===== DOCUMENT SEGMENT
For twenty years, from Philadelphia to Los Angeles, Seattle to Florida, she built a reputation for being the go-to journalist on the subject of rape. No one doubted her. Witnesses later spoke out using her writing as statistical evidence — women (and so many men who had been falsely accused) and feminists in particular — had absorbed every precious word – even against the evidence of their own knowledge and experience in the times and places Erdely was writing about.
A month ago, September 21, 2018, Rolling Stone was also found “liable for defamation.” It was noted in the case against Erdely that the magazine hadn’t been doing too well before they glommed onto that gem of Samantha, aka “Jackie,” the fictional rapee.
Last week’s headline: WaPo Reporter Is Tired of Being Reminded He Fell for Sabrina Rubin Erdely’s Hate Hoax So Badly He Called for Burning Down UVA Frat Houses
I now amend my description of the poisonous piece: It is a “hate hoax.”
No, Alizia, poisons do not, in general, lead to death. They lead to minor discomfort in some, and major permanent damage in others; some knock you on your ass right away, and some creep insidiously into your brain over months or years. The public remembers things they read and hear. They (I won’t say “we” because I became skeptical reader at the age of 12 after a defamatory article was published in a local newspaper concerning a friend of my family concerning something that happened while I was present and knew to be a lie. I had been visiting one of their children, a classmate, at the time the incident took place, or rather, didn’t take place. My testimony was taken down, along with his, not discounted, but the editor of the paper would not print a retraction because, he said, “we don’t want to confuse our readers; they expect the truth, and that is what we give them.” Our parents wanted that in writing; naturally, he refused.
I am convinced that what is presented in a plausible manner from an authoritative source (which could be the 10 o’clock news or a magazine with a reputation for having its journalistic thumb on the pulse of young America) is frequently taken in without the auditor, viewer or reader later recalling the source. If they didn’t question it in the first place, they not only don’t question it later, but, when challenged, they will deny or dismiss any correction out of sheer embarrassment, egotism, mental laziness or, in the case under discussion, because they want to believe it.
==========
(REQUIREMENTS)
Reproduce the passage about the Rolling Stone hoax word for word, starting at "For twenty years, from" and ending at "the fictional rapee.".
===== ENTRIES PROVIDED
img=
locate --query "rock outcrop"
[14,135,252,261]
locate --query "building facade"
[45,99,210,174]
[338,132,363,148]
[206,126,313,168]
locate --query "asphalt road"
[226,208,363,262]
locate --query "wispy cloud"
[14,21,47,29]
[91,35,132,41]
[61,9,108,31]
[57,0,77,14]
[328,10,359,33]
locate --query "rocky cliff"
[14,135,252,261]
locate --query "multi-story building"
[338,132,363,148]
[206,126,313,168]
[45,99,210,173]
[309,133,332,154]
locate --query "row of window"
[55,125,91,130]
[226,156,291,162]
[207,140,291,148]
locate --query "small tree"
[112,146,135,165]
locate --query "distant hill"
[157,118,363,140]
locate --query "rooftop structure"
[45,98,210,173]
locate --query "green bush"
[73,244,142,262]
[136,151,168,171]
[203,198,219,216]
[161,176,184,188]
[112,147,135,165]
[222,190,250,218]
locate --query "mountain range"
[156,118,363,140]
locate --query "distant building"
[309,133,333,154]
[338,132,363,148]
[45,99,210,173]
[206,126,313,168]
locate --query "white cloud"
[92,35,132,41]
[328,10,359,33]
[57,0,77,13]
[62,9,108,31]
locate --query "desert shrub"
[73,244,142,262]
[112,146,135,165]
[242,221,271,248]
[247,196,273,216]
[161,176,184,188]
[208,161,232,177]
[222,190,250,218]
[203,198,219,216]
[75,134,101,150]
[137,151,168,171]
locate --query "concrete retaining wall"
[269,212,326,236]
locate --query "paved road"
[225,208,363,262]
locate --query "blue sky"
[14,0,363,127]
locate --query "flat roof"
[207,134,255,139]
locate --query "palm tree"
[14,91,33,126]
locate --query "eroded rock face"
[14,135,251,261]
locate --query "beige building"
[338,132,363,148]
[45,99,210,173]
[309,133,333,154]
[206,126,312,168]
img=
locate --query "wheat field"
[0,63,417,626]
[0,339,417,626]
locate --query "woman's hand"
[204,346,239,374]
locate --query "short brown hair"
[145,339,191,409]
==========
(RESULT OF THE EXERCISE)
For twenty years, from Philadelphia to Los Angeles, Seattle to Florida, she built a reputation for being the go-to journalist on the subject of rape. No one doubted her. Witnesses later spoke out using her writing as statistical evidence — women (and so many men who had been falsely accused) and feminists in particular — had absorbed every precious word – even against the evidence of their own knowledge and experience in the times and places Erdely was writing about.
A month ago, September 21, 2018, Rolling Stone was also found “liable for defamation.” It was noted in the case against Erdely that the magazine hadn’t been doing too well before they glommed onto that gem of Samantha, aka “Jackie,” the fictional rapee.